WHAT THE TASK REQUIRES: Gather each line of the records below that contains the word "building", and copy those lines out in full.
** START OF DATA TO USE **
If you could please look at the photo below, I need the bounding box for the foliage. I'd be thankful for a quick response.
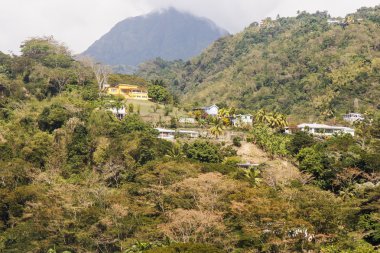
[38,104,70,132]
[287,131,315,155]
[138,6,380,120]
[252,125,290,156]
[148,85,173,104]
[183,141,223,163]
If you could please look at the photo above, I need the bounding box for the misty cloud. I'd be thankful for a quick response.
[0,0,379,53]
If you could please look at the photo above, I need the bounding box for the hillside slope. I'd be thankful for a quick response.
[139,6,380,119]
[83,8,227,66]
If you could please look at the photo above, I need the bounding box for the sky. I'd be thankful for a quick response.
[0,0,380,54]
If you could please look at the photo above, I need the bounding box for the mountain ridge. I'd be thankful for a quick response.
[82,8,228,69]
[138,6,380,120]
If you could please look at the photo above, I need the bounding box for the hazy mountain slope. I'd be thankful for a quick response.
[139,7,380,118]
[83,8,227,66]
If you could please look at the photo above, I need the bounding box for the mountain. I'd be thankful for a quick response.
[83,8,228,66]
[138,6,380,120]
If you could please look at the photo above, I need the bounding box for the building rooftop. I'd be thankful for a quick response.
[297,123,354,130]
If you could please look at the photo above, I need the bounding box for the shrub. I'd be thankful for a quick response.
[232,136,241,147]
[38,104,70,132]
** END OF DATA TO USE **
** START OF DATA TO USE **
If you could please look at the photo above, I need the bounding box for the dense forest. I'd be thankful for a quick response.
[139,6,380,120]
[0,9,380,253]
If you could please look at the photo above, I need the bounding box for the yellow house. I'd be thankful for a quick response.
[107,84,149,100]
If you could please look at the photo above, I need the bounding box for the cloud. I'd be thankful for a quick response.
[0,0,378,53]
** END OF DATA TO USE **
** START OF DATA TO USE **
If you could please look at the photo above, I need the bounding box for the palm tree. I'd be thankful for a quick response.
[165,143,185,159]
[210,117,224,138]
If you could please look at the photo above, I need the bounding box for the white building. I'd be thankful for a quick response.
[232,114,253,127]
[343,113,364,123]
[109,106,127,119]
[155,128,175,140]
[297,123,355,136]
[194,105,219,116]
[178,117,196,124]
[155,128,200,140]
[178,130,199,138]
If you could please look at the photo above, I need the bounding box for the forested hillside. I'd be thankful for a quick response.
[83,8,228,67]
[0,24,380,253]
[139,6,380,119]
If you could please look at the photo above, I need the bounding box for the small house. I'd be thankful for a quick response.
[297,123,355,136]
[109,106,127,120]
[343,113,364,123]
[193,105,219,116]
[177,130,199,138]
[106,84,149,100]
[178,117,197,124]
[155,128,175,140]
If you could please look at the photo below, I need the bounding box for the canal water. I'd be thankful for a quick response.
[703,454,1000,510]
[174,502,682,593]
** END OF DATA TO USE **
ANSWER TO THE EXERCISE:
If you could please look at the photo above, I need the bounding box for the building rooftop. I'd be thankful for a quick response.
If you could please look at the photo above, I need the bounding box for the white building. I'd be thankful for a quick response.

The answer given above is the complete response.